§ WHAT IS EXPECTED
The listing below should be printed in full and exactly, apart from its images.

§ INPUT DATA
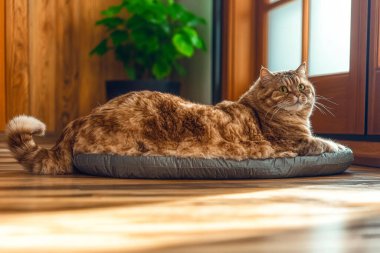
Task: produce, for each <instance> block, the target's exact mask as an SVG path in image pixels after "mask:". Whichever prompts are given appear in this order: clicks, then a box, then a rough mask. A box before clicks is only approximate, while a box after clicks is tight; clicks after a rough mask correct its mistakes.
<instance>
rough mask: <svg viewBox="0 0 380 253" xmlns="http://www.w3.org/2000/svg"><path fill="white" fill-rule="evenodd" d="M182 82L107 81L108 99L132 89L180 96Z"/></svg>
mask: <svg viewBox="0 0 380 253" xmlns="http://www.w3.org/2000/svg"><path fill="white" fill-rule="evenodd" d="M179 88H180V83H179V82H175V81H156V80H153V81H142V80H137V81H131V80H117V81H116V80H115V81H106V89H107V99H112V98H115V97H117V96H120V95H123V94H125V93H128V92H131V91H143V90H151V91H159V92H163V93H170V94H173V95H176V96H179Z"/></svg>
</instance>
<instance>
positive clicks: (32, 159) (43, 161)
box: [6, 115, 73, 175]
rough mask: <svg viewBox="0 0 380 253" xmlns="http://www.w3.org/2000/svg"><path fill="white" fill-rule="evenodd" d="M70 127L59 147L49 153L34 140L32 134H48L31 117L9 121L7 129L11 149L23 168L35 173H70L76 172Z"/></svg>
mask: <svg viewBox="0 0 380 253" xmlns="http://www.w3.org/2000/svg"><path fill="white" fill-rule="evenodd" d="M70 125H71V124H69V126H67V127H66V129H65V130H64V132H63V133H62V136H61V138H60V139H59V140H58V142H57V144H56V145H55V146H54V147H53V148H51V149H50V150H48V149H46V148H42V147H40V146H38V145H37V144H36V143H35V142H34V140H33V135H39V136H42V135H44V134H45V129H46V126H45V124H44V123H42V122H41V121H39V120H38V119H36V118H33V117H30V116H25V115H22V116H17V117H15V118H13V119H12V120H11V121H9V123H8V125H7V129H6V135H7V137H8V147H9V150H10V151H11V152H12V153H13V155H14V157H15V158H16V159H17V160H18V161H19V162H20V164H21V165H22V166H23V167H24V168H26V169H27V170H29V171H31V172H33V173H36V174H54V175H57V174H70V173H72V170H73V168H72V147H71V139H72V131H69V129H70Z"/></svg>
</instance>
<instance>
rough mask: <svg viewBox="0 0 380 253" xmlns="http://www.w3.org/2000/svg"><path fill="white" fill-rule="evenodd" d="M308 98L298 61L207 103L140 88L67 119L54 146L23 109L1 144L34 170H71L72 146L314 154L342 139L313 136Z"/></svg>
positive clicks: (184, 151) (270, 157)
mask: <svg viewBox="0 0 380 253" xmlns="http://www.w3.org/2000/svg"><path fill="white" fill-rule="evenodd" d="M315 102H316V95H315V89H314V87H313V85H312V83H311V82H310V81H309V80H308V78H307V74H306V64H305V63H303V64H301V65H300V66H299V67H298V68H297V69H296V70H291V71H285V72H278V73H272V72H270V71H269V70H268V69H266V68H264V67H263V68H262V69H261V71H260V77H259V78H258V80H257V81H256V82H255V83H254V84H253V85H252V86H251V87H250V89H249V90H248V91H247V92H246V93H245V94H243V95H242V96H241V97H240V99H239V100H237V101H235V102H232V101H223V102H221V103H219V104H216V105H214V106H212V105H201V104H195V103H191V102H189V101H186V100H184V99H182V98H180V97H176V96H173V95H169V94H164V93H159V92H152V91H141V92H131V93H127V94H125V95H123V96H120V97H117V98H115V99H113V100H111V101H109V102H108V103H106V104H104V105H102V106H99V107H97V108H95V109H94V110H93V111H92V112H91V113H90V114H89V115H87V116H84V117H81V118H78V119H76V120H74V121H72V122H71V123H69V124H68V125H67V127H66V128H65V129H64V130H63V133H62V135H61V137H60V138H59V140H58V141H57V143H56V144H55V146H54V147H52V148H51V149H45V148H42V147H40V146H38V145H36V143H35V142H34V140H33V135H43V134H44V132H45V125H44V124H43V123H42V122H41V121H39V120H38V119H36V118H33V117H30V116H24V115H22V116H18V117H15V118H14V119H12V120H11V121H10V122H9V123H8V125H7V129H6V134H7V140H8V146H9V149H10V150H11V152H12V153H13V154H14V156H15V158H16V159H17V160H18V161H19V162H20V163H21V165H23V167H25V168H26V169H27V170H29V171H31V172H33V173H36V174H54V175H59V174H71V173H72V172H73V165H72V157H73V155H75V154H79V153H107V154H118V155H129V156H177V157H202V158H225V159H234V160H243V159H265V158H274V157H295V156H304V155H319V154H321V153H323V152H337V151H339V150H341V149H344V146H342V145H340V144H337V143H335V142H333V141H331V140H327V139H322V138H318V137H315V136H313V134H312V131H311V126H310V116H311V114H312V112H313V108H314V104H315Z"/></svg>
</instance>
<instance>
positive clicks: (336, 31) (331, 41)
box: [309, 0, 351, 76]
mask: <svg viewBox="0 0 380 253" xmlns="http://www.w3.org/2000/svg"><path fill="white" fill-rule="evenodd" d="M309 32H310V34H309V35H310V37H309V41H310V42H309V74H310V75H313V76H316V75H328V74H334V73H342V72H348V71H349V69H350V45H351V43H350V35H351V0H310V30H309Z"/></svg>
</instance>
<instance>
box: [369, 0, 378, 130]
mask: <svg viewBox="0 0 380 253" xmlns="http://www.w3.org/2000/svg"><path fill="white" fill-rule="evenodd" d="M370 14H371V15H370V22H371V26H370V32H369V54H368V57H369V64H368V65H369V66H368V68H369V70H368V101H367V103H368V117H367V120H368V124H367V128H368V129H367V131H368V134H377V135H379V134H380V110H379V109H378V108H379V106H380V85H379V84H380V69H379V66H380V51H379V48H380V43H379V39H380V2H379V1H378V0H371V13H370Z"/></svg>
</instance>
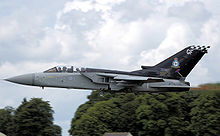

§ FINISHED TASK
Task: produce, for each <instance> block, the target's exact mask as an SVG path in image pixels after "mask:". Whichever prompts are given appear in this order: clicks, then a box, then a rough mask. A box before clicks is only approximate, while a box after clicks is tight; clicks after a rough mask correct its mistakes.
<instance>
rough mask: <svg viewBox="0 0 380 253" xmlns="http://www.w3.org/2000/svg"><path fill="white" fill-rule="evenodd" d="M182 82L107 81L108 99L132 89L180 96Z"/></svg>
mask: <svg viewBox="0 0 380 253" xmlns="http://www.w3.org/2000/svg"><path fill="white" fill-rule="evenodd" d="M179 88H180V83H179V82H175V81H156V80H153V81H142V80H137V81H131V80H117V81H116V80H115V81H106V89H107V99H112V98H115V97H117V96H120V95H123V94H125V93H128V92H131V91H143V90H151V91H159V92H163V93H170V94H173V95H176V96H179Z"/></svg>
</instance>
<instance>
positive clicks: (32, 159) (43, 161)
box: [6, 115, 73, 175]
rough mask: <svg viewBox="0 0 380 253" xmlns="http://www.w3.org/2000/svg"><path fill="white" fill-rule="evenodd" d="M70 127L59 147L49 153L34 140L32 134H48L31 117L9 121L7 129L11 149L23 168L35 173H70L76 172Z"/></svg>
mask: <svg viewBox="0 0 380 253" xmlns="http://www.w3.org/2000/svg"><path fill="white" fill-rule="evenodd" d="M70 125H71V124H69V126H67V127H66V129H65V130H64V132H63V133H62V136H61V138H60V139H59V140H58V142H57V144H56V145H55V146H54V147H53V148H51V149H50V150H48V149H46V148H42V147H40V146H38V145H37V144H36V143H35V142H34V140H33V135H39V136H42V135H44V134H45V129H46V126H45V124H44V123H42V122H41V121H39V120H38V119H36V118H33V117H30V116H25V115H22V116H17V117H15V118H13V119H12V120H11V121H9V123H8V125H7V129H6V135H7V137H8V147H9V150H10V151H11V152H12V153H13V155H14V157H15V158H16V159H17V160H18V161H19V162H20V164H21V165H22V166H23V167H24V168H26V169H27V170H29V171H31V172H33V173H36V174H54V175H57V174H70V173H72V170H73V168H72V147H71V139H72V131H69V129H70Z"/></svg>
</instance>
<instance>
rough mask: <svg viewBox="0 0 380 253" xmlns="http://www.w3.org/2000/svg"><path fill="white" fill-rule="evenodd" d="M308 98L298 61L207 103L140 88L67 119L54 146L23 109L1 144L34 170H71L72 146L314 154L342 139L313 136Z"/></svg>
positive clicks: (184, 151) (270, 157)
mask: <svg viewBox="0 0 380 253" xmlns="http://www.w3.org/2000/svg"><path fill="white" fill-rule="evenodd" d="M315 102H316V95H315V89H314V87H313V85H312V83H311V82H310V81H309V80H308V78H307V74H306V64H305V63H303V64H301V65H300V66H299V67H298V68H297V69H296V70H291V71H285V72H278V73H272V72H270V71H269V70H268V69H266V68H264V67H263V68H262V69H261V71H260V77H259V78H258V80H257V81H256V82H255V83H254V84H253V85H252V86H251V87H250V89H249V90H248V91H247V92H246V93H245V94H243V95H242V96H241V97H240V99H239V100H237V101H235V102H232V101H223V102H221V103H219V104H216V105H214V106H212V105H201V104H195V103H191V102H189V101H186V100H184V99H182V98H180V97H176V96H173V95H169V94H164V93H159V92H152V91H141V92H131V93H127V94H125V95H123V96H120V97H117V98H115V99H113V100H111V101H109V102H108V103H106V104H104V105H102V106H99V107H97V108H95V109H94V110H93V111H92V112H91V113H90V114H89V115H87V116H84V117H81V118H78V119H76V120H74V121H72V122H71V123H69V124H68V125H67V127H66V128H65V129H64V130H63V133H62V135H61V137H60V138H59V140H58V141H57V143H56V144H55V146H54V147H52V148H51V149H45V148H42V147H40V146H38V145H36V143H35V142H34V140H33V135H43V134H44V132H45V125H44V124H43V123H42V122H41V121H39V120H38V119H36V118H33V117H30V116H24V115H22V116H18V117H15V118H14V119H12V120H11V121H10V122H9V123H8V125H7V129H6V134H7V140H8V146H9V149H10V150H11V152H12V153H13V154H14V156H15V158H16V159H17V160H18V161H19V162H20V163H21V165H23V167H25V168H26V169H27V170H29V171H31V172H33V173H36V174H54V175H59V174H71V173H72V172H73V165H72V157H73V155H75V154H79V153H107V154H118V155H129V156H177V157H202V158H225V159H234V160H243V159H265V158H274V157H295V156H304V155H319V154H321V153H323V152H337V151H339V150H341V149H344V146H342V145H340V144H337V143H335V142H333V141H331V140H327V139H322V138H318V137H315V136H313V134H312V131H311V126H310V116H311V114H312V112H313V108H314V104H315Z"/></svg>
</instance>
<instance>
positive clicks: (336, 31) (331, 41)
box: [309, 0, 351, 76]
mask: <svg viewBox="0 0 380 253" xmlns="http://www.w3.org/2000/svg"><path fill="white" fill-rule="evenodd" d="M309 32H310V34H309V35H310V37H309V41H310V42H309V74H310V75H313V76H316V75H328V74H334V73H342V72H348V71H349V69H350V45H351V43H350V35H351V0H310V30H309Z"/></svg>
</instance>
<instance>
box: [369, 0, 378, 130]
mask: <svg viewBox="0 0 380 253" xmlns="http://www.w3.org/2000/svg"><path fill="white" fill-rule="evenodd" d="M370 14H371V15H370V22H371V26H370V32H369V54H368V57H369V64H368V65H369V66H368V68H369V70H368V101H367V103H368V117H367V120H368V124H367V128H368V129H367V131H368V134H377V135H379V134H380V110H379V109H378V108H379V106H380V85H379V84H380V69H379V66H380V51H379V48H380V43H379V39H380V2H379V1H378V0H371V13H370Z"/></svg>
</instance>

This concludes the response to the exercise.